- [Exercise aim]
Exact copy, pictures excluded: reproduce every record below.

[Source data]
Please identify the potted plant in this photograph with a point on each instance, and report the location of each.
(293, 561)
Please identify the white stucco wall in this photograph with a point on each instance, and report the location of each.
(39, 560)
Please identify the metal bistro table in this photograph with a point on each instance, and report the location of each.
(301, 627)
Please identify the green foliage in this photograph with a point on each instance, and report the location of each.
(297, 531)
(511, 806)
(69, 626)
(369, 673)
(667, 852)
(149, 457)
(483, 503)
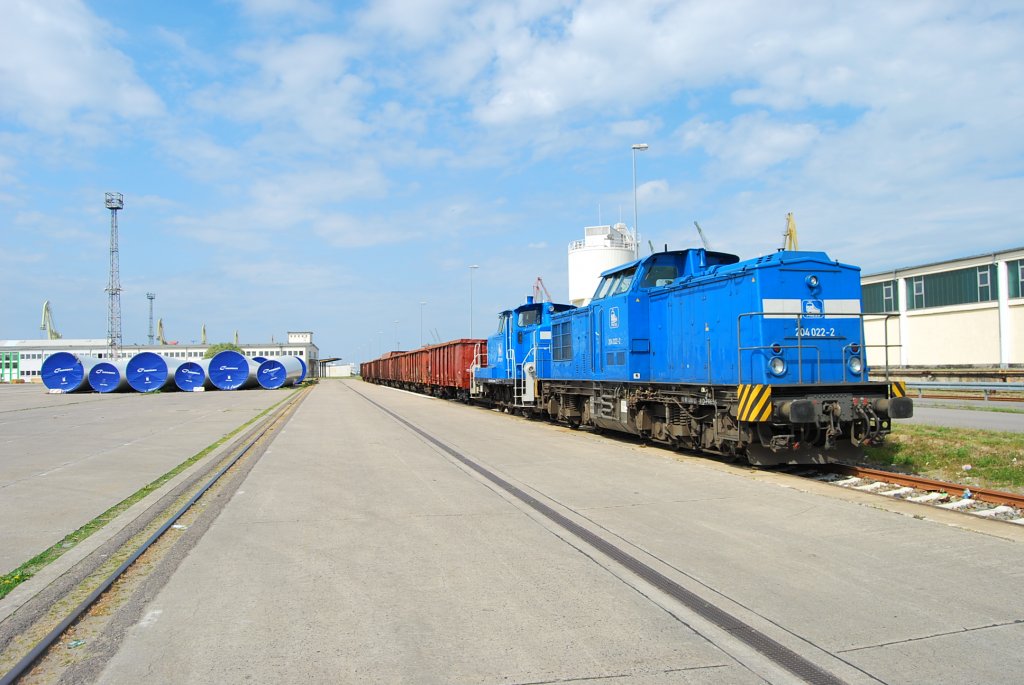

- [Written response]
Please identify the potted plant in this photograph with a point on each instance, and report the location of each.
(293, 561)
Please identify the white stucco wall in this photograph with a point on each instance, and report the location of each.
(39, 560)
Please identify the metal bistro table in this photograph with a point on each instance, and report the location of each.
(301, 627)
Please identify the green foliage in this photograph with a point on each instance, and report the location of each.
(297, 531)
(511, 806)
(69, 626)
(369, 673)
(667, 852)
(149, 457)
(483, 503)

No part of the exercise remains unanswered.